Raw records:
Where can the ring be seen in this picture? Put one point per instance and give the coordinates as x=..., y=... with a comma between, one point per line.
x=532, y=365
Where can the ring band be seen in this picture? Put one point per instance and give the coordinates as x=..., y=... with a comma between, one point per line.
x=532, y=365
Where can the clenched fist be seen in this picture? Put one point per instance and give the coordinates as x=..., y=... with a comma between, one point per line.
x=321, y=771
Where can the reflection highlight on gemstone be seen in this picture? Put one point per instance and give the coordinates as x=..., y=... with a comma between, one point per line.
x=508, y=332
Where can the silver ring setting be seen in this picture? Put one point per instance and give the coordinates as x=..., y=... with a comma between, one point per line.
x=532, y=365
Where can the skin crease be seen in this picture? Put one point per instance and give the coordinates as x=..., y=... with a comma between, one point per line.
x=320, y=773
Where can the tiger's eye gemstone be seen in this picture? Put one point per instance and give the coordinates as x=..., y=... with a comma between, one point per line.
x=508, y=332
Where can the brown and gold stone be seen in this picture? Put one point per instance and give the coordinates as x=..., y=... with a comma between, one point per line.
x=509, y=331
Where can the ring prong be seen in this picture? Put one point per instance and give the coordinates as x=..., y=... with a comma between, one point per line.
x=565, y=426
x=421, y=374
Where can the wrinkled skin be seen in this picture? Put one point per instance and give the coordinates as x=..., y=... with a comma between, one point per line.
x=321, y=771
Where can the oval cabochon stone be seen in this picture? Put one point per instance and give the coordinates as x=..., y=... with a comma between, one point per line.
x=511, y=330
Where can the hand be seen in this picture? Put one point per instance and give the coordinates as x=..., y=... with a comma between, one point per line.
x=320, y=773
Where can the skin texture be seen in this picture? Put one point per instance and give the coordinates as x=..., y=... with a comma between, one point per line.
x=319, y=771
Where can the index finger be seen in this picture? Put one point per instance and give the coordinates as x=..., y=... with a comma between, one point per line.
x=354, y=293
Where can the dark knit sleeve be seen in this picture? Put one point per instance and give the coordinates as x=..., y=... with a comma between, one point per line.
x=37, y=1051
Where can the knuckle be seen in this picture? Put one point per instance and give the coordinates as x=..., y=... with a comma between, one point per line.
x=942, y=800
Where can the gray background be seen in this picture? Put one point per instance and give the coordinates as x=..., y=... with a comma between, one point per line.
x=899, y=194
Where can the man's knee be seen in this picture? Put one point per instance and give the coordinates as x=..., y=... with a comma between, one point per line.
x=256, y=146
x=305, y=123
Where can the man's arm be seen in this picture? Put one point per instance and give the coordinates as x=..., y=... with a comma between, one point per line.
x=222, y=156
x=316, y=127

What you are asked to do: Please rewrite all the records above, changing "one point per line" to "each point on its own line" wherever it appears and leaving everything else as it is.

Problem solution:
Where can the ring be seen in this picture? Put one point per instance and give the coordinates as x=..., y=... with a comma between, each point on its own line.
x=532, y=365
Where can the ring band be seen in this picture? Put one point per instance and give the coordinates as x=..., y=... with a comma between, each point on its own line.
x=532, y=365
Where can the clenched fist be seen in this picture? Put one point per instance and give the coordinates as x=..., y=... with a comma between, each point on its own line.
x=321, y=771
Where can the reflection highlight on gemstone be seen in this picture? Put one point per instance and give the coordinates as x=..., y=... with a comma between, each point on its own line.
x=508, y=332
Where can the silver ring setting be seen in this picture? Put one point per instance and give the coordinates as x=..., y=... with a comma between, each point on its own line.
x=532, y=365
Where can the skin crease be seen in this picture? Put one point per instance and give the coordinates as x=..., y=... with a comma between, each point on its own line.
x=320, y=773
Where can the tiger's eye gemstone be seen in this picture? Put one point per instance and give the coordinates as x=..., y=... with a comma between, each point on its own line.
x=508, y=332
Where can the brown and gold stone be seen in this picture? Put one point per instance and give the coordinates as x=..., y=... with a comma between, each point on its own line.
x=509, y=331
Where can the ring prong be seen in this picture? Put one point per instance and give the coordinates as x=..., y=... with a comma between, each point on its own line.
x=565, y=426
x=421, y=374
Where can the wrinkled skin be seen in this picture? Put one point per instance and give the coordinates as x=..., y=... with a comma between, each point on its own line.
x=321, y=771
Where can the oval cabochon stone be seen in this picture? Put one point per instance and give the coordinates as x=..., y=... with a comma between, each point on its own line.
x=511, y=330
Where can the hand be seen in this picture? Put one point per instance and give the coordinates as x=..., y=... with a comma between, each point on its own line.
x=320, y=773
Where can the skin texture be seen in this picture? Put one point per instance and give the coordinates as x=..., y=... with a comma between, each point on its own line.
x=319, y=771
Where can the index finger be seen in this picture? Put one point per instance and give the coordinates as x=..., y=... with a comma between, each point on its own line.
x=354, y=293
Where can the dark knit sleeve be seen in this picture? Put one point per instance and give the coordinates as x=..., y=... with a comma between, each point on its own line.
x=37, y=1051
Where can the knuckle be seen in this picture? Put one point per instance and give the coordinates as x=..., y=... with a comma between, each point on its own line.
x=942, y=800
Where can the gray background be seen in this picture? Put one point per instance and give the coordinates as x=..., y=... with a comma between, each point on its own line.
x=899, y=194
Where can the man's knee be seen in this picture? Put one point per instance and give the coordinates as x=..., y=... with a comma between, each point on its own line.
x=256, y=146
x=305, y=123
Where can the man's arm be seen in this picture? Put one point per instance and give the coordinates as x=..., y=... with a comma between, each point on its own line.
x=222, y=156
x=316, y=127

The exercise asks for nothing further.